Restate, word for word, every line of the data.
....................
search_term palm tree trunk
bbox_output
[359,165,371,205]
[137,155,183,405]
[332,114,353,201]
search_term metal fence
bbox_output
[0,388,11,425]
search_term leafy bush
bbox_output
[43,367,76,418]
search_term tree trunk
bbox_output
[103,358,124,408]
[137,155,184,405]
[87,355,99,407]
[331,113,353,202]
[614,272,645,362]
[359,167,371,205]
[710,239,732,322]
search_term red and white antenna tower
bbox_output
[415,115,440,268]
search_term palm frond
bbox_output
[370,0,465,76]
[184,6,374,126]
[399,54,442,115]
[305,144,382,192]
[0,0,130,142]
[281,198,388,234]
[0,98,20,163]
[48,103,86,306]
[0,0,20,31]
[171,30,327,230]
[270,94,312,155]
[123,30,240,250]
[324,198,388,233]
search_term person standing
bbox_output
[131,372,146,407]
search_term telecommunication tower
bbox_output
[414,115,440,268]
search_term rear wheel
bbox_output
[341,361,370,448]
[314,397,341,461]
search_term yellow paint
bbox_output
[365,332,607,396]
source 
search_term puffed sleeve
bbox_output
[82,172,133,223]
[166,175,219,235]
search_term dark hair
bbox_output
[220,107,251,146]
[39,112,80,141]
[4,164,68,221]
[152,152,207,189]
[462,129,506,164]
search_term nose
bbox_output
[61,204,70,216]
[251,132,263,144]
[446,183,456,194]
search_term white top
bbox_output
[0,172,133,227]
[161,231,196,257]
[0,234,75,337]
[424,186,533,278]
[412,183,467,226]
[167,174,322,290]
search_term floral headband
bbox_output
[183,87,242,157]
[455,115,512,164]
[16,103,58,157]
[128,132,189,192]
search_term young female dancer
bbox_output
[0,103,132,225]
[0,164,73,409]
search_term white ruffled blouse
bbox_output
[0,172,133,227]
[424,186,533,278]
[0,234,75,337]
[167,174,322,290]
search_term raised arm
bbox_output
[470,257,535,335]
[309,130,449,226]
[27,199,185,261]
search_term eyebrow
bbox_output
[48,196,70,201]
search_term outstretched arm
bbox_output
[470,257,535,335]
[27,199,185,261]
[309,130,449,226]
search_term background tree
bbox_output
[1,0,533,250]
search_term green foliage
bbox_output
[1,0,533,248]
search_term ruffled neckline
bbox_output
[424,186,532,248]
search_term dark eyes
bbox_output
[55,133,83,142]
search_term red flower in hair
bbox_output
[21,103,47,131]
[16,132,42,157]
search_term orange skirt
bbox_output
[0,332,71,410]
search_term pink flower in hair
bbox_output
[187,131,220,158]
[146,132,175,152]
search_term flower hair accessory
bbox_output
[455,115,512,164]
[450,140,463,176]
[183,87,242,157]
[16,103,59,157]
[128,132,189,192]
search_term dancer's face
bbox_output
....................
> _WRITTEN ANSWER_
search_term palm tree trunk
bbox_output
[359,165,371,205]
[137,155,183,405]
[332,114,353,201]
search_term metal fence
bbox_output
[0,388,11,425]
search_term leafy bush
bbox_output
[43,367,76,418]
search_term tree trunk
bbox_output
[103,358,124,408]
[137,155,184,405]
[87,355,99,407]
[331,113,353,202]
[614,272,645,362]
[359,167,371,205]
[710,239,732,322]
search_term red and white antenna tower
bbox_output
[415,115,440,268]
search_term palm frond
bbox_output
[370,0,465,76]
[184,6,374,126]
[399,54,442,115]
[305,144,382,192]
[0,0,130,142]
[281,198,388,234]
[0,98,20,163]
[48,103,86,306]
[0,0,20,31]
[171,30,327,230]
[270,94,312,155]
[123,30,240,250]
[324,198,388,233]
search_term person standing
bbox_output
[131,372,146,407]
search_term telecommunication tower
bbox_output
[414,115,440,268]
search_term rear wheel
bbox_output
[341,361,370,448]
[314,397,341,461]
search_term yellow paint
bbox_output
[365,332,607,396]
source 
search_term puffed sleeve
bbox_output
[82,172,133,223]
[166,175,219,235]
search_term dark hair
bbox_output
[220,107,251,146]
[39,112,80,141]
[4,164,68,221]
[152,152,207,189]
[462,129,506,164]
search_term nose
bbox_output
[61,204,70,216]
[251,132,263,144]
[446,183,456,194]
search_term white top
bbox_output
[0,172,133,227]
[161,231,196,257]
[0,234,75,337]
[424,186,533,278]
[412,183,467,226]
[167,174,322,290]
search_term floral headband
bbox_output
[183,87,242,157]
[455,115,512,164]
[16,103,58,157]
[128,132,189,192]
search_term young female dancer
bbox_output
[0,103,132,225]
[0,164,73,409]
search_term white ruffled blouse
bbox_output
[0,172,133,227]
[424,186,533,278]
[0,234,75,337]
[167,174,322,290]
search_term raised arm
bbox_output
[470,257,535,335]
[309,130,449,226]
[27,199,185,261]
search_term eyebrow
bbox_output
[48,196,70,201]
search_term outstretched arm
bbox_output
[470,257,535,335]
[27,199,185,261]
[309,130,449,226]
search_term background tree
bbox_output
[1,0,533,250]
search_term green foliage
bbox_output
[1,0,533,248]
search_term ruffled neckline
bbox_output
[424,186,532,248]
search_term dark eyes
bbox_output
[55,133,83,142]
search_term red flower in hair
bbox_output
[21,103,47,131]
[16,132,42,157]
search_term orange skirt
bbox_output
[0,332,71,410]
search_term pink flower in hair
bbox_output
[187,131,220,158]
[146,132,175,152]
search_term flower hair accessory
bbox_output
[455,115,512,164]
[450,140,463,176]
[183,87,242,157]
[16,103,59,157]
[128,132,189,192]
search_term dancer's face
bbox_output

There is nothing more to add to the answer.